WORK TO BE COMPLETED: Please quote only the lines that start at the one with "Could you indicate the whitewashed" and go on to the last line of the data, both ends kept.
Start of RECORD EXCERPTS
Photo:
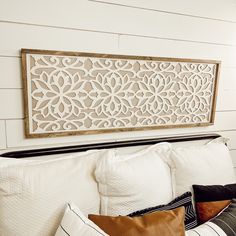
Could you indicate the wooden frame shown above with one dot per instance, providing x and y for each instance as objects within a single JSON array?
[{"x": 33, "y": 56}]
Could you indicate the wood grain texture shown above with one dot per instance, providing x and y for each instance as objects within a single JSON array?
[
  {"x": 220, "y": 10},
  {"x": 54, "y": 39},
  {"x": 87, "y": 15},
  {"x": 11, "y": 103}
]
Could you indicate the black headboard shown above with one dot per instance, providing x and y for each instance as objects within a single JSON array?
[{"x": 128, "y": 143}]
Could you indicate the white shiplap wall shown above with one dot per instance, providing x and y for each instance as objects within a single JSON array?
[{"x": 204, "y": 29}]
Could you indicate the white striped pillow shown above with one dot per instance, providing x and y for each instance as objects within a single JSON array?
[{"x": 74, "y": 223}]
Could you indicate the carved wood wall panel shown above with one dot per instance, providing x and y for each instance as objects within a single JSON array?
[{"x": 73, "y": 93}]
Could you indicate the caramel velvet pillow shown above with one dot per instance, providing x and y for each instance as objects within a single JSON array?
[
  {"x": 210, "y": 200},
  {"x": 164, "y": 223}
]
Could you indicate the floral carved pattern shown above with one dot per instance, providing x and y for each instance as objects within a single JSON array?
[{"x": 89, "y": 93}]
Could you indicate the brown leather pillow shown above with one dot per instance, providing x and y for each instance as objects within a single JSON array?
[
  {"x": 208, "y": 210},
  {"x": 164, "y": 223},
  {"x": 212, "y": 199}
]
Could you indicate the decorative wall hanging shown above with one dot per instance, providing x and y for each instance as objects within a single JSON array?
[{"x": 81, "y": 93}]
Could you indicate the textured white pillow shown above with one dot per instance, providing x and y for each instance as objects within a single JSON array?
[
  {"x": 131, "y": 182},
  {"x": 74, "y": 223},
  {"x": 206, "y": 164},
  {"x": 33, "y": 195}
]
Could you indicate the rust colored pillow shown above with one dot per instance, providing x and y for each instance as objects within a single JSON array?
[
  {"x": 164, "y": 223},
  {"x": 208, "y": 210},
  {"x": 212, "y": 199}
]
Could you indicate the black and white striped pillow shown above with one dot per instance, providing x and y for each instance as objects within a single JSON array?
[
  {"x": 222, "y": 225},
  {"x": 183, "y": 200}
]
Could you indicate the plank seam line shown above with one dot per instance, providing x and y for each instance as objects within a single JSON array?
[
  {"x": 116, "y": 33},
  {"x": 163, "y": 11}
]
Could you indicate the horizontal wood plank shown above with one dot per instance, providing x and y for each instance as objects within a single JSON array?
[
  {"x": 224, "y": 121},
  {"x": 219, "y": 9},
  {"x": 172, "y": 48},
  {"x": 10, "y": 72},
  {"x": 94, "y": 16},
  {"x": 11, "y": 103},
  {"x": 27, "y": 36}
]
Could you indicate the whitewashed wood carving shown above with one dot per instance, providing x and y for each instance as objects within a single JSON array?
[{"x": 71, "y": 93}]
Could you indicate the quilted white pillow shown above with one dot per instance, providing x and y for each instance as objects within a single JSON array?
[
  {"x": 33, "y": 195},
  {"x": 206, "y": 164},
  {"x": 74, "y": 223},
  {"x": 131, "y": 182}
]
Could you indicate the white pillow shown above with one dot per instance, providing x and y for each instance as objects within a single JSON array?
End of RECORD EXCERPTS
REPLY:
Could you indicate the whitewashed wood carving shown above with one dot per instance, providing x and y for each instance as objects within a single JSON array?
[{"x": 71, "y": 93}]
Could you indicate the quilted white pillow shown above with one dot per instance, providing x and y for each instance as objects within a single JSON array?
[
  {"x": 33, "y": 195},
  {"x": 206, "y": 164},
  {"x": 74, "y": 223},
  {"x": 131, "y": 182}
]
Could you indicate the white pillow shown above with one dot per instance, providing x and y for each instance as objects within a single JSON array?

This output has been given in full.